Records supplied:
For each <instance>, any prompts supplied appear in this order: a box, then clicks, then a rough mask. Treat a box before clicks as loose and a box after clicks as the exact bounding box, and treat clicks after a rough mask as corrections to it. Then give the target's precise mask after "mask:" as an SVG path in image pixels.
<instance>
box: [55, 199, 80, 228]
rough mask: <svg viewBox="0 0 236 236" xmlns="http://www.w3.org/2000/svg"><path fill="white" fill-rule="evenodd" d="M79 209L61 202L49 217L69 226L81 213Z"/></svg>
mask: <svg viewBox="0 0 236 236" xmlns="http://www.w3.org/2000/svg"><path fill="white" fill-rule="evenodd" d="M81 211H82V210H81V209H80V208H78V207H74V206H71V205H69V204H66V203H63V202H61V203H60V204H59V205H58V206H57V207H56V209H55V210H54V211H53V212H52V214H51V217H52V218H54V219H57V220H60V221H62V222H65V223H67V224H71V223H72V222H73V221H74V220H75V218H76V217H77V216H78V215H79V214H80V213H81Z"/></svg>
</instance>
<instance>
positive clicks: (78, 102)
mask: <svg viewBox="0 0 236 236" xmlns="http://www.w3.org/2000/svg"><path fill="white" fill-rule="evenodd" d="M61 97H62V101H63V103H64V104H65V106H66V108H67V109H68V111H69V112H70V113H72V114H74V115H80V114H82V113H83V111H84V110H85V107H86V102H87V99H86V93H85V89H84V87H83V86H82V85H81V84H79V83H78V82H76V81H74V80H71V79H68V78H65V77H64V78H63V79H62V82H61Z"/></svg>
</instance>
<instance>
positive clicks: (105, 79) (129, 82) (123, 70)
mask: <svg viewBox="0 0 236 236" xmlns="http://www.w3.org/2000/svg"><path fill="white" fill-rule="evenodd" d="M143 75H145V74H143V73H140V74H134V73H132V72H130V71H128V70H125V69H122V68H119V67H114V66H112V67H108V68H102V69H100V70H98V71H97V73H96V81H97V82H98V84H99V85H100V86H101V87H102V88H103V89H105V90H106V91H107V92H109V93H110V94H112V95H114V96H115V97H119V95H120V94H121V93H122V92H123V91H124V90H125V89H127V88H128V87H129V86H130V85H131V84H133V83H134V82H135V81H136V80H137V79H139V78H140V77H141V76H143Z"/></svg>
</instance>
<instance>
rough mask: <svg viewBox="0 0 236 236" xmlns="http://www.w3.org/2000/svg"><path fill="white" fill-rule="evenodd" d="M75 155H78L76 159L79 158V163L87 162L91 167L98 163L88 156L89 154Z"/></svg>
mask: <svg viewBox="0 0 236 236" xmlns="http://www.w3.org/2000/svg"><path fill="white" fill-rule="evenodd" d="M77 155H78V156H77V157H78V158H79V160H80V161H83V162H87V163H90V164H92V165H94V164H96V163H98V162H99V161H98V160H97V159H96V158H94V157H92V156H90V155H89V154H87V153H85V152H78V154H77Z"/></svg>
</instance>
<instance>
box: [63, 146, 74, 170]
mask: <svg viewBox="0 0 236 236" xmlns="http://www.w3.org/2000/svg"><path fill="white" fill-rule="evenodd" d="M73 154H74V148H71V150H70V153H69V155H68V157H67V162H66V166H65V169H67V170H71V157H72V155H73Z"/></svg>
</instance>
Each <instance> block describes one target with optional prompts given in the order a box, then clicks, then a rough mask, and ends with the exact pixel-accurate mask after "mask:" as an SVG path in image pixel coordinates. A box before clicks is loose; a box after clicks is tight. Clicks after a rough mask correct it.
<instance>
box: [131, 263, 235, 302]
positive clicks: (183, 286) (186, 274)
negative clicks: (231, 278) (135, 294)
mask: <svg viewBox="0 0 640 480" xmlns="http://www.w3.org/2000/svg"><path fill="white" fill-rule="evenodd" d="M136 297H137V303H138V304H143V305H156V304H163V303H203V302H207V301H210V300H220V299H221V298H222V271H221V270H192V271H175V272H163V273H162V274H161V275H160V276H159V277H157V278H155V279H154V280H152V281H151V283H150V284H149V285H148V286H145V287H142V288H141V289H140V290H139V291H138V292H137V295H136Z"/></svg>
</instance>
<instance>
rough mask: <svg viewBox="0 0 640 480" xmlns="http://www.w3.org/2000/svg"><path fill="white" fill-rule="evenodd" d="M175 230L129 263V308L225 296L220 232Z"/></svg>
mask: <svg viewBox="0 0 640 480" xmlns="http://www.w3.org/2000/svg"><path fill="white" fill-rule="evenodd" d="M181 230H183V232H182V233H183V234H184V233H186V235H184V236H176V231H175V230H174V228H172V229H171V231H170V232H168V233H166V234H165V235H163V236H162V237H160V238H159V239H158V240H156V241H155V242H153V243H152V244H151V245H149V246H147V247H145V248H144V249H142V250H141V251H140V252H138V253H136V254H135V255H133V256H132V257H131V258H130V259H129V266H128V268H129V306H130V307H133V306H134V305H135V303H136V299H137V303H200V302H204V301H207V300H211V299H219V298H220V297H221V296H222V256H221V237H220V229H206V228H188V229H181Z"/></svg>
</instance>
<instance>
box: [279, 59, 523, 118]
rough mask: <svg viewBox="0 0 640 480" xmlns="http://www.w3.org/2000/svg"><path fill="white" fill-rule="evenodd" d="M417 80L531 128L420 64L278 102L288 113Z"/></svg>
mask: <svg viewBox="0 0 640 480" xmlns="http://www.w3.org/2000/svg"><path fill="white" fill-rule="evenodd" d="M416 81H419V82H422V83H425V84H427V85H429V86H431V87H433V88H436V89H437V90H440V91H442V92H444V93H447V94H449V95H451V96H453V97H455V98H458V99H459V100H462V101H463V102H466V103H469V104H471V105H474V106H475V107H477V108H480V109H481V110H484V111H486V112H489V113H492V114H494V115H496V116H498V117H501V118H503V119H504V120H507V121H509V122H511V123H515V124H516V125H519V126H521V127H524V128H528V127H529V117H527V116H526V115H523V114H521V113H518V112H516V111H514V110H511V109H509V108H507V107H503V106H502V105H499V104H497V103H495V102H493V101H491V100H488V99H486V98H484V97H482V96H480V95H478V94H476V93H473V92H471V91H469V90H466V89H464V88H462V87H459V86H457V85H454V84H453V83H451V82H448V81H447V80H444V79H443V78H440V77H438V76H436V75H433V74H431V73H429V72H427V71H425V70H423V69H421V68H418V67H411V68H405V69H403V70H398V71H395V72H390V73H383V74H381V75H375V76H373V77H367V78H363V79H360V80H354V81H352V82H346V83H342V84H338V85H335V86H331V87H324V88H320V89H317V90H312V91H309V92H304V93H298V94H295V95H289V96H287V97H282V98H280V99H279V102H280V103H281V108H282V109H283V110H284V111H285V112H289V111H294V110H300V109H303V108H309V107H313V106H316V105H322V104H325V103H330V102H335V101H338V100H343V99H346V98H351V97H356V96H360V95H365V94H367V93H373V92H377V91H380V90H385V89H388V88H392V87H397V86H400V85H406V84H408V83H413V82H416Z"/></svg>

Task to carry out: How many lines in the rows above contain the string "positive"? Reply with the number alone.

Response area: 3